------ Exercise material ------
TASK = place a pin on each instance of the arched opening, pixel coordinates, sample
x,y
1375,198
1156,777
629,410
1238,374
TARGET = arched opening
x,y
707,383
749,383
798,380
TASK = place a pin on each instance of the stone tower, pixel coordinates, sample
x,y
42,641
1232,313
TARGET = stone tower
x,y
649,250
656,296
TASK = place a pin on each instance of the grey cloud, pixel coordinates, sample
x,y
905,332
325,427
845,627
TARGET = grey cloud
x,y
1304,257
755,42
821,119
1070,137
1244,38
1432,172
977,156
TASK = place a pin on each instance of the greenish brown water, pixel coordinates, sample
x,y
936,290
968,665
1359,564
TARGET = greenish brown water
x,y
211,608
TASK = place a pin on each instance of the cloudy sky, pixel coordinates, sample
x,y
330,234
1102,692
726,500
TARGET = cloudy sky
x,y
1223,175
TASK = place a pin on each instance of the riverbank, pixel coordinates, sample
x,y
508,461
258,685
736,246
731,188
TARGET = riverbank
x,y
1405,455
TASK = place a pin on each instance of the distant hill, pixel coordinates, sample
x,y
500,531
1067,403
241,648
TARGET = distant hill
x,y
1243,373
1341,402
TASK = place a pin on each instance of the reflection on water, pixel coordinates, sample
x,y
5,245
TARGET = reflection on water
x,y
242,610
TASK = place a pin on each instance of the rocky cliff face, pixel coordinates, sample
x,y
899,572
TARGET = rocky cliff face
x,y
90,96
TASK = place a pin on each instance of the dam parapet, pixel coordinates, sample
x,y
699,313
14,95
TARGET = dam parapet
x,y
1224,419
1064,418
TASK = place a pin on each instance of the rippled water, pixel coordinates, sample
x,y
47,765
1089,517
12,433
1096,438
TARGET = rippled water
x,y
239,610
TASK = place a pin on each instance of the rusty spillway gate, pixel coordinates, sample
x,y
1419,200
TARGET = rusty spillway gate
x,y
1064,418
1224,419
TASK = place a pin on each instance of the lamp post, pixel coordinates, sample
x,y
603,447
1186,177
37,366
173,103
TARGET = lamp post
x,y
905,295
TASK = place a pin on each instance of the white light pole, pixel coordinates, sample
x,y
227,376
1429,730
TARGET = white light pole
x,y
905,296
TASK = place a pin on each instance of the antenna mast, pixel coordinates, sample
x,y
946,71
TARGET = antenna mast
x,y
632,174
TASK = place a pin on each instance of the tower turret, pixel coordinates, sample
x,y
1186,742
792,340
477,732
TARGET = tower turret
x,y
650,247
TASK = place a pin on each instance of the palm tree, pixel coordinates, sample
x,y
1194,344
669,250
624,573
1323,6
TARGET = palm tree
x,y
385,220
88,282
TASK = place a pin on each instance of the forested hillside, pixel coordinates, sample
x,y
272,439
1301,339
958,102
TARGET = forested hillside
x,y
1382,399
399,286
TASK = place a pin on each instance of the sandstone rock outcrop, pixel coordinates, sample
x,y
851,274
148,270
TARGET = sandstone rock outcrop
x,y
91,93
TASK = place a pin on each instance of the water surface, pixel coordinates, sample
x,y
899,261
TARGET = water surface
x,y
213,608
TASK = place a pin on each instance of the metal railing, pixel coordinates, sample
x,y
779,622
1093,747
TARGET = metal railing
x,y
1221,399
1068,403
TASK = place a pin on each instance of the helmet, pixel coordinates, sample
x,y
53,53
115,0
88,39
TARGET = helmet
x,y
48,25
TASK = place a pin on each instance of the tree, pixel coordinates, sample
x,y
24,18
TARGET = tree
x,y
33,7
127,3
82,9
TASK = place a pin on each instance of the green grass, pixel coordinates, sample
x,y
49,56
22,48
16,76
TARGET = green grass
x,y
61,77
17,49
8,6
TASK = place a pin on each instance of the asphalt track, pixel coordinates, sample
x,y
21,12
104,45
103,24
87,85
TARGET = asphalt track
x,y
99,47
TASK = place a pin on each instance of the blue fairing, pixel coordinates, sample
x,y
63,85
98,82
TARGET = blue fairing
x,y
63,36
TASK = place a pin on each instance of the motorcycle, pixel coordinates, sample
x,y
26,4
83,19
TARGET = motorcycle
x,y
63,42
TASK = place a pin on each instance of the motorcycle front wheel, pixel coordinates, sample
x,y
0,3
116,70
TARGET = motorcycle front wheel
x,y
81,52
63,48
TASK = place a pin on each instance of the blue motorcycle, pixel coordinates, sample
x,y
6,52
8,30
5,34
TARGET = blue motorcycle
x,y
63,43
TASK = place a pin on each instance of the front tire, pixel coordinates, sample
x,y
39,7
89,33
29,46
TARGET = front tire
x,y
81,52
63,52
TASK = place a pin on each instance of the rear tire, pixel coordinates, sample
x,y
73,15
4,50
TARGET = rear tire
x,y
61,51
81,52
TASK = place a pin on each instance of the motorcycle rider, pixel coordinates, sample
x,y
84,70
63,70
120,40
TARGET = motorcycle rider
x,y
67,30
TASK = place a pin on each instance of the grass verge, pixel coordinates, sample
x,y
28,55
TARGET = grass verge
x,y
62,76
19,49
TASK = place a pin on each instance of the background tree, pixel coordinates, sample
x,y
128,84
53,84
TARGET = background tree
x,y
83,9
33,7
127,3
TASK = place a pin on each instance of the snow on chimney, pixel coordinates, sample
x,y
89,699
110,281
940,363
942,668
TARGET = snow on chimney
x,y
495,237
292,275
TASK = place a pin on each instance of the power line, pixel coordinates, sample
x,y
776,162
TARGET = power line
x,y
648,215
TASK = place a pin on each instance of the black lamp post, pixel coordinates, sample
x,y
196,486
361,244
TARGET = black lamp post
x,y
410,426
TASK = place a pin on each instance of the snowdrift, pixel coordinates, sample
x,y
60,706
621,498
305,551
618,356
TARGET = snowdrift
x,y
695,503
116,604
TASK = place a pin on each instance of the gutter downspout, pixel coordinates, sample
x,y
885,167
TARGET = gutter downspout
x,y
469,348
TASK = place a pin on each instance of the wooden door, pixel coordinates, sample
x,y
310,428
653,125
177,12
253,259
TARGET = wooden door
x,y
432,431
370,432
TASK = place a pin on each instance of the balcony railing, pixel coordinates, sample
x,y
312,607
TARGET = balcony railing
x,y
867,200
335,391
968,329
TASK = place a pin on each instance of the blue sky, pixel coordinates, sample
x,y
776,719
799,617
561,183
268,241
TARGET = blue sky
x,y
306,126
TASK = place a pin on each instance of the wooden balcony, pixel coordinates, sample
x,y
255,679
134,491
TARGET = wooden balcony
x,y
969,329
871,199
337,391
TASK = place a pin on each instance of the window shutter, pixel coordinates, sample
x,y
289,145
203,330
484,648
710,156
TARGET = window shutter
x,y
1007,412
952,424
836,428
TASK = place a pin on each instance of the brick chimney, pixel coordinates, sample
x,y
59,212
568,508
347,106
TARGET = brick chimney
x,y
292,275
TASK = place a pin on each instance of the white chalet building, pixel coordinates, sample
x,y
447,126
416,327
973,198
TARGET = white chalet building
------
------ Exercise material ------
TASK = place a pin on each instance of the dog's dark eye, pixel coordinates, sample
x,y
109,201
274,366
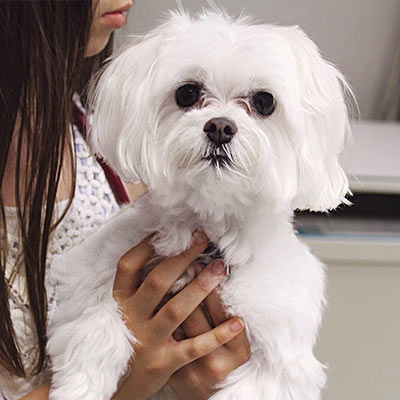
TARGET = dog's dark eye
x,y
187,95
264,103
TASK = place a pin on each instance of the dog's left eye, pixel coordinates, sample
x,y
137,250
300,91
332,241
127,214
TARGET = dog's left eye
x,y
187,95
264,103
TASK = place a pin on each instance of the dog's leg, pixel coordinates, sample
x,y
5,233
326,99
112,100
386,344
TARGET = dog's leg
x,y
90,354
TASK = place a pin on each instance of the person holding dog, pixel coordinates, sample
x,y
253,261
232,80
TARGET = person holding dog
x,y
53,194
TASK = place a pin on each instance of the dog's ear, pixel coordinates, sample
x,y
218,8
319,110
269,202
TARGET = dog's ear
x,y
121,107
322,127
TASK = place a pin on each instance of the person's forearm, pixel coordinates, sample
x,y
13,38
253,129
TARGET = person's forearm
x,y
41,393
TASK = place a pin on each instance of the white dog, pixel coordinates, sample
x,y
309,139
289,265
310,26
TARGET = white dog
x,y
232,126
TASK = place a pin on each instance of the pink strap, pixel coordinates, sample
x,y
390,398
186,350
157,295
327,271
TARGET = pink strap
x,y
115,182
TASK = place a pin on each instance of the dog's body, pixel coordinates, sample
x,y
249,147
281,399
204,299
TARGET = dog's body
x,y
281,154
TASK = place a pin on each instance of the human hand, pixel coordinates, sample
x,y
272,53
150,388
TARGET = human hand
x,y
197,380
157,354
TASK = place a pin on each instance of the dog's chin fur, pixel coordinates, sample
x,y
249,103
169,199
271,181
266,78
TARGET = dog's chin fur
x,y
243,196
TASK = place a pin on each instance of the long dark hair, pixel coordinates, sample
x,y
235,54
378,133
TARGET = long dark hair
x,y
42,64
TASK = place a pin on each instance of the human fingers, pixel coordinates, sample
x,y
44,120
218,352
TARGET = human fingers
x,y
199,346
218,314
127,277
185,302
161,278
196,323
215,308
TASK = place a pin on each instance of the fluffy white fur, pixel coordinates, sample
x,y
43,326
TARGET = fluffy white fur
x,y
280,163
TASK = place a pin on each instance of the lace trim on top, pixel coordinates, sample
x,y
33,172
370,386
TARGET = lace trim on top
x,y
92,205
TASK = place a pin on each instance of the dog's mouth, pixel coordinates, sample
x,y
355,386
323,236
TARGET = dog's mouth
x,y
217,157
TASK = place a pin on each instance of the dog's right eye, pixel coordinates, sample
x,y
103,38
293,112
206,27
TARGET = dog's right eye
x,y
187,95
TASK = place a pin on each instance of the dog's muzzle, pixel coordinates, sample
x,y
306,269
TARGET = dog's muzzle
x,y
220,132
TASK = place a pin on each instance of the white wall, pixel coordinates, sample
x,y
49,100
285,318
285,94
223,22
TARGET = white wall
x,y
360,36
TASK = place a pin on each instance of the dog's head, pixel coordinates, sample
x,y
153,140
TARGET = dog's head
------
• Short exercise:
Count the lines in the records above that contain the word "fingers" and report only that number.

• Answer below:
2